### Document passage
▬▬▬▬▬▬▬▬▬▬

Television has its own formulae which did very well for several years and continues to do well, but because it lacks certain amount of personalisation and segmentation, it is always targeted at the lowest common denominator. Digital gave us the option to personalise and segment, it allowed us to target to the different taste clusters and different kind of content to be created and purposed for that target group. That gave opportunities to a lot of people waiting to tell great stories.
You have announced that ZEE5 will release 72 titles by April 2020. How do you plan to market so many shows as there are only certain number of available billboards?
You cannot market everything and we do not market everything. What happens is that you market a lot and then some of it gets discovered on the platform which - on its own - has a vast reach. Our experience is that you do stuff socially, digitally and then on the platform itself. For the marquee ones you go out and market.
How do you decide on what is marquee?
By the investment, cast and crew. But it is also about the stuff that you think has the largest and the widest appeal.
In terms of content consumption, what is the viewership share of catch-up TV content?
When it comes to the premium subscribers, catch-up TV content is not that high. But on the free side, the consumption of television content is very high and that is because catch TV content is what the free consumers consume.
You want to increase your subscriber base by 30X in the next two years. How do you intend to do that? Is your SVOD subscriber a new content consumer or are you looking to grab a pie out of the TV viewer base?
The subscribers will come from both B2B and B2C and through our ability to purpose the content and its volume. They will also come through partnerships with telcos, partnerships with other services, partners in the OEM space.
There is a fair amount of overlap between people who consume television through cable or DTH and SVOD on OTT platforms. Also, the SVOD consumer is slightly more discerning, slightly more variety seeking, more diverse and has a different taste. The SVOD consumer is also the one who is looking for the new and is an early adopter too.
Is there a particular indication of what works on SVOD? There is a criticism that SVOD platforms are banking on bold and adult-edgy content to rake in subscribers...
It is too early to define and make it a cookie-cutter approach like TV is becoming equal to daily soaps. I don't think we want to do that to the premium original content. You need to explore genres, stories, ideas, characters, real-life ideas and keep innovating otherwise we will start making daily soaps very soon.
Digital, since it is a personal medium gives, gives us the opportunity to do programming which is a little bold by nature. Having said so we have never done something that doesn't need to be done. In case there is a show which we felt is not suitable for family viewing, we mention it clearly with slates.

▬▬▬▬▬▬▬▬▬▬

### The task
Answer these questions from the interview about ZEE5:
1. How many titles is ZEE5 to release by April 2020?
2. What three things are named first as deciding whether a show is marquee?
3. How is a show that is not suitable for family viewing marked?
The lines that come after this text are not needed for the task.

### Information shown
▬▬▬▬▬▬▬▬▬▬

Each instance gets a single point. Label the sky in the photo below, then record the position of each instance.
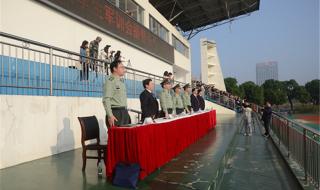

▬▬▬▬▬▬▬▬▬▬

### Output
1. 72 titles.
2. The investment, cast and crew.
3. It is mentioned clearly with slates.